▸ RECORDS
--

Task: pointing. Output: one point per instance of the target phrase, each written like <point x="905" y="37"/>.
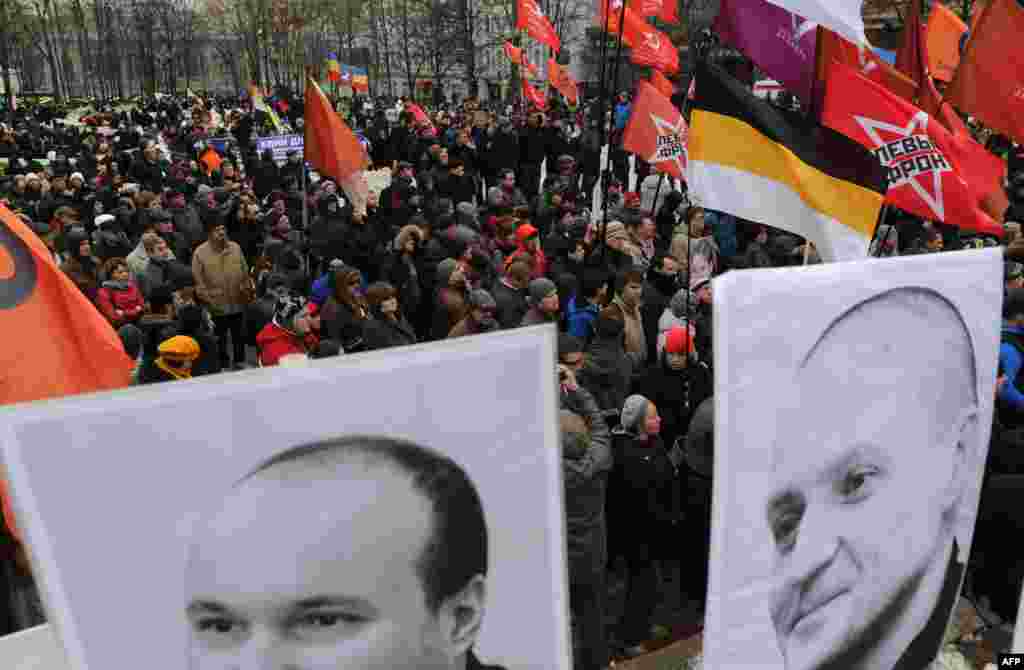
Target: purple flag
<point x="780" y="43"/>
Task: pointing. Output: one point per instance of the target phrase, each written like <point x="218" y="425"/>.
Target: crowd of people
<point x="489" y="222"/>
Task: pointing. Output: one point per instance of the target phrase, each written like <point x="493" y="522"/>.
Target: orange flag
<point x="656" y="132"/>
<point x="908" y="58"/>
<point x="562" y="82"/>
<point x="534" y="96"/>
<point x="529" y="17"/>
<point x="56" y="342"/>
<point x="987" y="84"/>
<point x="834" y="47"/>
<point x="662" y="83"/>
<point x="211" y="159"/>
<point x="943" y="35"/>
<point x="514" y="53"/>
<point x="331" y="147"/>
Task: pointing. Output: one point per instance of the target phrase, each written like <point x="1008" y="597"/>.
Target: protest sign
<point x="846" y="495"/>
<point x="280" y="145"/>
<point x="188" y="479"/>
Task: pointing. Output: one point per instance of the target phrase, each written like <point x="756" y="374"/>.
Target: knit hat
<point x="525" y="232"/>
<point x="178" y="348"/>
<point x="678" y="340"/>
<point x="634" y="411"/>
<point x="540" y="289"/>
<point x="568" y="344"/>
<point x="444" y="270"/>
<point x="615" y="231"/>
<point x="289" y="306"/>
<point x="679" y="301"/>
<point x="480" y="299"/>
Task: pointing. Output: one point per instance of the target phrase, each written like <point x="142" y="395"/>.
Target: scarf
<point x="177" y="373"/>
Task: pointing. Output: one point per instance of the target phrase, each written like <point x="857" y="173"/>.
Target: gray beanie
<point x="444" y="270"/>
<point x="540" y="289"/>
<point x="679" y="301"/>
<point x="480" y="299"/>
<point x="634" y="411"/>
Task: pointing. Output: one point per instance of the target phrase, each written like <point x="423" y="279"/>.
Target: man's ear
<point x="965" y="437"/>
<point x="462" y="616"/>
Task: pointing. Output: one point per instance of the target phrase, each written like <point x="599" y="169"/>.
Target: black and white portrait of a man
<point x="872" y="438"/>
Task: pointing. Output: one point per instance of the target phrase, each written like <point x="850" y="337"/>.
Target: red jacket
<point x="274" y="343"/>
<point x="129" y="301"/>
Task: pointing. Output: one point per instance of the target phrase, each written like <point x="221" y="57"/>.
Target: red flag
<point x="654" y="49"/>
<point x="530" y="18"/>
<point x="912" y="145"/>
<point x="667" y="10"/>
<point x="56" y="342"/>
<point x="943" y="36"/>
<point x="656" y="131"/>
<point x="633" y="29"/>
<point x="662" y="83"/>
<point x="514" y="53"/>
<point x="908" y="58"/>
<point x="535" y="96"/>
<point x="834" y="47"/>
<point x="987" y="83"/>
<point x="331" y="145"/>
<point x="562" y="81"/>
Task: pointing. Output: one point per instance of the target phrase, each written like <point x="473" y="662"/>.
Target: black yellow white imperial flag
<point x="752" y="160"/>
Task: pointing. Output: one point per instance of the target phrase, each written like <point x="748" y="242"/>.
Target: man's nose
<point x="815" y="546"/>
<point x="264" y="651"/>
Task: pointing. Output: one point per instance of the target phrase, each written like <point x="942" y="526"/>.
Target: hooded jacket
<point x="537" y="259"/>
<point x="586" y="472"/>
<point x="274" y="343"/>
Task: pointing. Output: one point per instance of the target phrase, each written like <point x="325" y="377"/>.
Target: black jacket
<point x="381" y="333"/>
<point x="676" y="393"/>
<point x="511" y="304"/>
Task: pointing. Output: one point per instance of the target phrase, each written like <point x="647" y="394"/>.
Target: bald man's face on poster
<point x="853" y="403"/>
<point x="868" y="482"/>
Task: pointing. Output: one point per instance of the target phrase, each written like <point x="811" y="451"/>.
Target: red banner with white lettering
<point x="915" y="149"/>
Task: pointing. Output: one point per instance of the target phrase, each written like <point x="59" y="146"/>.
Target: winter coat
<point x="342" y="324"/>
<point x="511" y="304"/>
<point x="219" y="276"/>
<point x="586" y="474"/>
<point x="607" y="372"/>
<point x="382" y="333"/>
<point x="274" y="343"/>
<point x="645" y="496"/>
<point x="128" y="300"/>
<point x="84" y="275"/>
<point x="676" y="393"/>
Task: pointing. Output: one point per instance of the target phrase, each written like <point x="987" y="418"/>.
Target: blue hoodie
<point x="581" y="320"/>
<point x="1011" y="361"/>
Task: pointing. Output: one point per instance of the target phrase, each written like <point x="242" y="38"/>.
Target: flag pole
<point x="657" y="192"/>
<point x="606" y="172"/>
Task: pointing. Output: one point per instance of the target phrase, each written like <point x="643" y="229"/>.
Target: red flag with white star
<point x="915" y="149"/>
<point x="534" y="96"/>
<point x="656" y="132"/>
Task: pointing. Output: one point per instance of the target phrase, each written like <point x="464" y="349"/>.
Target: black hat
<point x="1013" y="305"/>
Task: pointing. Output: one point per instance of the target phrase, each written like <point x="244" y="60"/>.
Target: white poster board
<point x="35" y="648"/>
<point x="853" y="410"/>
<point x="140" y="503"/>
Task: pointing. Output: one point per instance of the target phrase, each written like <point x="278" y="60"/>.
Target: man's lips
<point x="813" y="603"/>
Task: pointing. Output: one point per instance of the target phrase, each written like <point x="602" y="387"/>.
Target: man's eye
<point x="857" y="483"/>
<point x="328" y="620"/>
<point x="784" y="529"/>
<point x="219" y="626"/>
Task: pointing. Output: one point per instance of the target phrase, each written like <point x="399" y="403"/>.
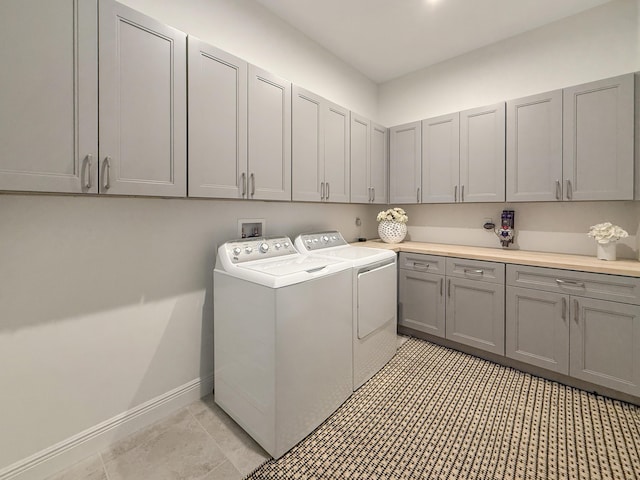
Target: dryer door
<point x="377" y="298"/>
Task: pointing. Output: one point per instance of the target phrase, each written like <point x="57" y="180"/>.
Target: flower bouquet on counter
<point x="606" y="235"/>
<point x="607" y="232"/>
<point x="393" y="215"/>
<point x="392" y="226"/>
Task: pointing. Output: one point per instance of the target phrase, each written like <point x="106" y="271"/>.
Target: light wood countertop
<point x="521" y="257"/>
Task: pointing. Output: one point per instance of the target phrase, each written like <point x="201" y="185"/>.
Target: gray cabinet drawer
<point x="422" y="263"/>
<point x="594" y="285"/>
<point x="492" y="272"/>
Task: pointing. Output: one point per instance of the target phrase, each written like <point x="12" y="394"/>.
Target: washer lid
<point x="357" y="256"/>
<point x="277" y="273"/>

--

▸ WHAT THE TASK REQUIRES
Copy every record exactly; no pictures.

▸ REPLY TO THE TASK
Task: pointing. Output: one point per instance of the target phrase, each written like <point x="905" y="37"/>.
Target: purple flag
<point x="780" y="43"/>
Task: pointing. Output: one point per instance of the target phrase, each written like <point x="218" y="425"/>.
Target: crowd of people
<point x="489" y="222"/>
Task: pointing. Output: one point per instance of the target phrase, each written like <point x="493" y="522"/>.
Target: orange flag
<point x="656" y="132"/>
<point x="908" y="58"/>
<point x="562" y="82"/>
<point x="534" y="96"/>
<point x="529" y="17"/>
<point x="56" y="342"/>
<point x="987" y="84"/>
<point x="834" y="47"/>
<point x="662" y="83"/>
<point x="211" y="159"/>
<point x="943" y="35"/>
<point x="514" y="53"/>
<point x="331" y="147"/>
Task: pointing. Output: one point per instance of the target phrase, each written like <point x="1008" y="597"/>.
Target: protest sign
<point x="846" y="495"/>
<point x="280" y="145"/>
<point x="188" y="479"/>
Task: pointing. Output: one point per instance of the target phrase, each written like <point x="756" y="374"/>.
Target: knit hat
<point x="525" y="232"/>
<point x="178" y="348"/>
<point x="678" y="340"/>
<point x="634" y="411"/>
<point x="540" y="289"/>
<point x="568" y="344"/>
<point x="444" y="270"/>
<point x="615" y="231"/>
<point x="289" y="306"/>
<point x="679" y="301"/>
<point x="480" y="299"/>
Task: pointing. Output: one point per instance of the target phrase, each written like <point x="142" y="395"/>.
Target: scarf
<point x="177" y="373"/>
Task: pointing. Output: one point per instance of the target phrase, each written like <point x="857" y="173"/>.
Target: gray beanie
<point x="444" y="270"/>
<point x="540" y="289"/>
<point x="679" y="301"/>
<point x="480" y="299"/>
<point x="634" y="411"/>
Task: pointing. Output: one point per instance of the target phrase, each written like <point x="423" y="279"/>.
Target: man's ear
<point x="965" y="437"/>
<point x="462" y="616"/>
Task: pointing. Output: one point per instance of the target phrase, each written like <point x="599" y="169"/>.
Target: black and white portrait of a man
<point x="872" y="438"/>
Task: pointing. Output: one point per instance of the target phrase, each written like <point x="850" y="337"/>.
Target: red jacket
<point x="274" y="343"/>
<point x="129" y="301"/>
Task: pointing. Output: one point per instance of the target phrase, each written like <point x="221" y="57"/>.
Target: red flag
<point x="654" y="49"/>
<point x="530" y="18"/>
<point x="912" y="145"/>
<point x="667" y="10"/>
<point x="56" y="342"/>
<point x="943" y="36"/>
<point x="656" y="131"/>
<point x="633" y="29"/>
<point x="662" y="83"/>
<point x="514" y="53"/>
<point x="908" y="58"/>
<point x="535" y="96"/>
<point x="834" y="47"/>
<point x="987" y="83"/>
<point x="331" y="145"/>
<point x="562" y="81"/>
Task: pointing. Output: one point per instance of the target phrase, each written like <point x="473" y="662"/>.
Target: black yellow white imperial flag
<point x="752" y="160"/>
Task: pointing. Output: one point per instance of the target phrase, each written like <point x="748" y="242"/>.
Target: man's nose
<point x="815" y="546"/>
<point x="264" y="651"/>
Task: pointing. Output: one point per instance of the target phrase, each written like <point x="942" y="526"/>.
Target: hooded jacket
<point x="537" y="259"/>
<point x="586" y="472"/>
<point x="274" y="343"/>
Task: pointing. Output: one point per instance of the target phrase, each written like <point x="325" y="377"/>.
Target: black jacket
<point x="381" y="333"/>
<point x="676" y="393"/>
<point x="511" y="304"/>
Task: pointing. Output: one point per instance of the target phrase, each written like <point x="647" y="394"/>.
Target: bald man's face on poster
<point x="853" y="403"/>
<point x="868" y="482"/>
Task: pointing. Output: one point per instance of the target phrase, each written like <point x="811" y="451"/>.
Target: red banner with white lettering
<point x="915" y="149"/>
Task: pointing. Output: one point per instance of the target phrase, each written like <point x="59" y="146"/>.
Target: winter coat
<point x="342" y="324"/>
<point x="511" y="304"/>
<point x="219" y="276"/>
<point x="586" y="474"/>
<point x="607" y="372"/>
<point x="382" y="333"/>
<point x="274" y="343"/>
<point x="645" y="496"/>
<point x="128" y="300"/>
<point x="84" y="275"/>
<point x="676" y="393"/>
Task: pointing. Output: one point per instance of the target phrase, each written like <point x="987" y="418"/>.
Target: blue hoodie
<point x="581" y="320"/>
<point x="1011" y="361"/>
Task: pointing. Output: one point per instance of the target phrase, each written like <point x="242" y="38"/>.
Target: flag pole
<point x="657" y="192"/>
<point x="606" y="172"/>
Task: pointing. Output: one point per instance of the target phrase, each written like <point x="643" y="229"/>.
Target: red flag with white star
<point x="915" y="149"/>
<point x="534" y="96"/>
<point x="656" y="132"/>
Task: pointing. Output: one point per instance of the target phrase, each written like <point x="464" y="349"/>.
Target: black hat
<point x="1013" y="305"/>
Task: pointing. Output: one point per instance of the target phrase, each written like <point x="244" y="60"/>.
Target: white poster board
<point x="35" y="648"/>
<point x="853" y="410"/>
<point x="140" y="503"/>
Task: pointing. Output: one point per instance of the target phrase, each written like <point x="278" y="60"/>.
Target: man's lips
<point x="813" y="603"/>
Task: pointing. Output: one point per instance of the target phrase, each written like <point x="602" y="387"/>.
Target: man's eye
<point x="857" y="483"/>
<point x="328" y="620"/>
<point x="784" y="529"/>
<point x="219" y="626"/>
Task: pointing. Output: one point per instance of the target phrase, each written like <point x="399" y="403"/>.
Target: dryer door
<point x="377" y="298"/>
Task: pointing. Output: one point per instance of the target phrase, each written like <point x="57" y="180"/>.
Target: flower bouquet on counter
<point x="606" y="235"/>
<point x="607" y="232"/>
<point x="393" y="215"/>
<point x="392" y="226"/>
Task: pointing. Output: one point per instance of the target phrase, each written like <point x="106" y="271"/>.
Target: light wood countertop
<point x="521" y="257"/>
Task: pointing. Output: one point per instance of the target phrase, each written like <point x="201" y="185"/>.
Target: gray cabinet drawer
<point x="422" y="263"/>
<point x="594" y="285"/>
<point x="492" y="272"/>
Task: pointing. Output: one point per instance of the target phrase, each written like <point x="12" y="394"/>.
Target: washer lid
<point x="357" y="256"/>
<point x="277" y="273"/>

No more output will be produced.